%%

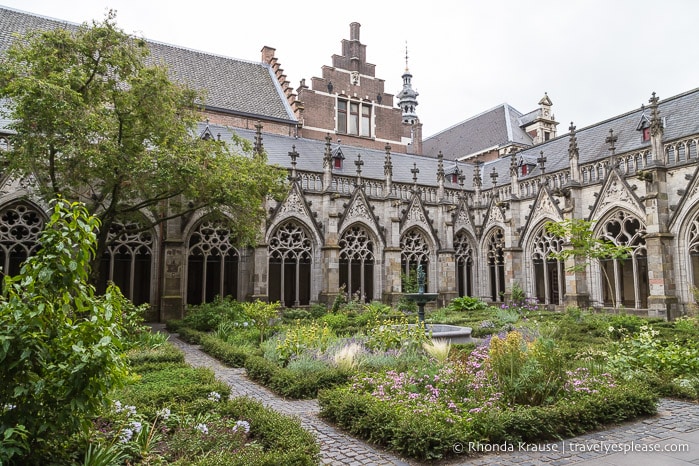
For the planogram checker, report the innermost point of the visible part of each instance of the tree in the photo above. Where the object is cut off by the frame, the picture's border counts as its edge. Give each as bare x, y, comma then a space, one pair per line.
61, 346
96, 124
585, 247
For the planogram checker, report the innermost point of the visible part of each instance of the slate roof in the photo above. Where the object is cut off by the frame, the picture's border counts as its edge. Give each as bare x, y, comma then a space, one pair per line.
678, 113
232, 85
492, 129
311, 158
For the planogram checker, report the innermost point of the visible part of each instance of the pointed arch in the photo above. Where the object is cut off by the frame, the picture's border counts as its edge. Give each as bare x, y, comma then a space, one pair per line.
415, 251
548, 273
464, 257
290, 264
21, 224
357, 260
624, 281
212, 263
128, 261
494, 250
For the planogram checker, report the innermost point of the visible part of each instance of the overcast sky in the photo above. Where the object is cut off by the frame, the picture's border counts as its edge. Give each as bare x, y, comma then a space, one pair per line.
595, 58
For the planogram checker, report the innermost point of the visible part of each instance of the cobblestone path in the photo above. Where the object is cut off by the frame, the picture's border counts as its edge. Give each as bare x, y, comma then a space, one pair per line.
676, 427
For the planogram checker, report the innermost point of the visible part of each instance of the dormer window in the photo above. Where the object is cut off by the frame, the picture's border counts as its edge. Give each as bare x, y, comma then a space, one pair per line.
354, 117
338, 159
644, 128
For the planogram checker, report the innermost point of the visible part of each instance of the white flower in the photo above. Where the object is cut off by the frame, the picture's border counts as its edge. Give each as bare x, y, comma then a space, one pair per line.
136, 426
164, 413
202, 428
245, 425
126, 435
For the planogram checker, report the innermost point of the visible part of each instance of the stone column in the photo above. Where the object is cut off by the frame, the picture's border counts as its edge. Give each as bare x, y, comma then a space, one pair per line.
330, 268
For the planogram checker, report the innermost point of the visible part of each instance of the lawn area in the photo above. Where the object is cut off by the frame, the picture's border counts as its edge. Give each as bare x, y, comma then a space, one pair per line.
532, 376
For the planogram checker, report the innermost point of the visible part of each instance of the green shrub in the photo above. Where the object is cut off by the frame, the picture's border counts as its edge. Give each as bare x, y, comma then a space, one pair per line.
227, 353
158, 389
428, 437
190, 335
164, 353
467, 304
61, 346
278, 434
206, 317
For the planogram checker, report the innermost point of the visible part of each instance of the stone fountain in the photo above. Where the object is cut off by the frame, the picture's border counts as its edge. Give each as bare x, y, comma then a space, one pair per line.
453, 333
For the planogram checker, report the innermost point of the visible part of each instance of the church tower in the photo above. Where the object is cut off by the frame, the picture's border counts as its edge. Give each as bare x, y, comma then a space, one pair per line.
407, 98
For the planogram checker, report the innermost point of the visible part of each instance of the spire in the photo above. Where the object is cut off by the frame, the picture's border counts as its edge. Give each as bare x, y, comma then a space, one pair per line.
259, 148
573, 155
327, 163
407, 98
388, 169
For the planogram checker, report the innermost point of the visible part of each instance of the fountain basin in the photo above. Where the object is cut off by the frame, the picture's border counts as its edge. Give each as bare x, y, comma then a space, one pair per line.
452, 333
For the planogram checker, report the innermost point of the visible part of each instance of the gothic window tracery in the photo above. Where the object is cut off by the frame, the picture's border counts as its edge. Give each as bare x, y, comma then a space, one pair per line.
20, 228
495, 255
127, 262
625, 281
693, 249
549, 274
464, 264
212, 264
357, 262
290, 257
414, 251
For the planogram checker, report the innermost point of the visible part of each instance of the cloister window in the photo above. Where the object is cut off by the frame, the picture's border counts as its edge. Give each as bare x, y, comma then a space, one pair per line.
290, 258
625, 281
549, 274
495, 255
354, 117
357, 263
212, 264
464, 264
127, 262
20, 227
414, 251
693, 247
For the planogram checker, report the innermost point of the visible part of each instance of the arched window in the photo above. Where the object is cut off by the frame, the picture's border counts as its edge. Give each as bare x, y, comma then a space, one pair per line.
464, 264
496, 264
212, 264
693, 247
357, 263
625, 281
549, 274
290, 257
20, 227
127, 262
414, 251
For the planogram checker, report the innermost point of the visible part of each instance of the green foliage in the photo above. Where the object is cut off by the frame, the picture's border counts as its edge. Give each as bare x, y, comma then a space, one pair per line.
585, 246
386, 334
154, 390
95, 123
206, 317
295, 340
261, 314
643, 352
60, 345
467, 304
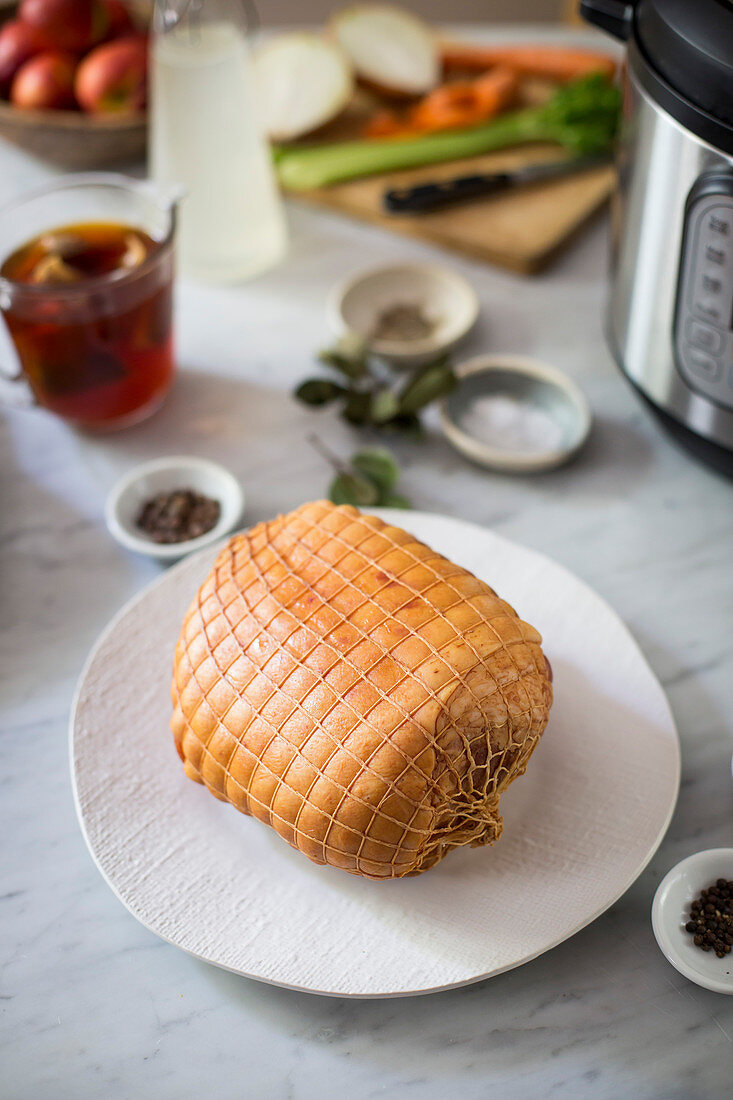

%%

Print every entry exactly as written, without the pictures.

For the planogram checker, report the innermost point of the visible part of each instance of the tree in the photo above. Where the object is cut off by the frame, the picture's border counts as its edge. Give each as bare x, y, comma then a space, one pair per line.
61, 346
96, 124
585, 247
For the planogram checker, report the innermost point of the visible part of each instance of the slate roof in the photo above. Where the object is cut off by the frame, the picture's border counts as its edge. Give each as bare x, y, comma then a space, one pair per line.
678, 113
232, 85
492, 129
311, 158
For the planogram checker, report the innermost point of the visible part of each instance of the pointed arch in the photo above. Where the object is cut off by the frame, the picture's border counts as its edge. Give each as bare x, y, comma then a space, one pair per line.
415, 251
548, 273
464, 257
290, 264
21, 224
357, 260
624, 281
212, 263
128, 261
494, 250
For the planogram checker, report the innermost point of the visible part of each instance of the overcast sky in the photo above. Where the object is cut off by the frame, the picture's border counts as its edge. Give each as bare x, y, comma then a space, one pair per line.
595, 58
For the planogram checker, report the innermost point of the visible part of each instance of the cobblestone path in the photo above. Where the object is cut off by the frame, the picture's border counts as its edge. Give each as bare x, y, comma then a space, one pair per line.
676, 427
For the planogram checker, report the innermost point of the visible part of each instance of the dormer window in the photo above. Where the object is cut off by the frame, the picture's border counts as its edge. Give each as bare x, y, comma then a space, one pair per line.
354, 117
338, 159
644, 128
For the planogram checker, report the innermost point of the visible part of each instance of the white flower in the photo above. Where the object is cut off by the frame, the picture's border counts as its edge. Give each as bare x, y, comma then a space, one pair per line.
136, 426
164, 413
202, 428
245, 425
126, 435
For the planogram checker, report the innermost point of the visible part of each instance of the stone column in the photo above. Where the object is cut off by the frame, the picture's border counts as its edge. Give each as bare x, y, comma then a space, one pair per line.
330, 268
For the planogram checker, report the innermost point of the visible part of each instance of the lawn area in the photo above. Where the object is cut off by the frame, the picture's border counts as its edge. Give each as bare x, y, comma then a space, one pair per line.
532, 376
For the planogram checker, report the innermost point of the visible part of each instance of the green shrub in the photo above. Where the object is cut off by the frame, the picture's border counts as its edge. Give each as bare x, y, comma then a space, one pair per line.
227, 353
158, 389
428, 437
190, 335
164, 353
467, 304
61, 346
278, 434
206, 317
For the planogram checker, report the innermost point of the visible part of each instance of the stone fountain in the photo above. Where the object is cut off by the frame, the picture's border counts as its edge. Give each as bare x, y, comma then a space, one pair per line.
453, 333
For the planogram checker, report the innermost point of the visible part of each instance of the church tower in the photo above. Where the object is cut off by the frame, the picture's border counts as its edge. Give each as bare x, y, comma then a space, one pair per line.
407, 98
For the planogram checker, report the innermost point of the visible part of each instance of the spire in the photo above. Where the object is cut off by the frame, the picture's border counts as its edge. Give each as bare x, y, comma then a space, one pair per line.
259, 148
573, 155
327, 163
407, 98
388, 169
For the planogram checker, report the innermost point of the visible part of each instance of the fountain basin in the photo above. Where the object is cut off by the frame, the picture's border counts as its edge. Give each as bare x, y, comma then a space, one pair per line.
452, 333
For the planogram checker, report the innermost point of the visible part of each instance of the gothic window tracery in the photo above. Where the object is cut off by the frame, the picture's border counts as its edge. Give each as bare x, y, comma then a space, one pair per line.
20, 228
495, 255
127, 262
625, 281
693, 249
549, 274
464, 264
212, 264
357, 262
290, 257
414, 251
For the planogram checker, report the innermost point of the visible part of each instance of the cloister window in the photo above. Where the object is cut off by the frame, the picture's border counts as its edge. Give each as bare x, y, comma then a space, one pair per line.
290, 258
625, 281
549, 274
495, 255
354, 117
357, 263
212, 264
464, 264
127, 262
20, 227
414, 251
693, 247
For the planogram checker, report the innermost point of the visible part of each instance of the arched window in the photo above. Where the object is cut off by the frame, the picture's border counts as its edge. Give each as bare x, y, comma then a space, one pair per line.
464, 264
496, 264
212, 264
693, 247
357, 263
625, 281
549, 274
290, 257
20, 227
127, 262
414, 251
For the planogram checker, report the innermost point of the visible part of each instance of the green foliage in the photo above. Where the object is cut off by the frame, the picture's border counts as its edge. Give each as bare x, y, comma then a space, one pair per line.
585, 246
386, 334
154, 390
95, 123
206, 317
295, 340
261, 314
643, 352
60, 345
467, 304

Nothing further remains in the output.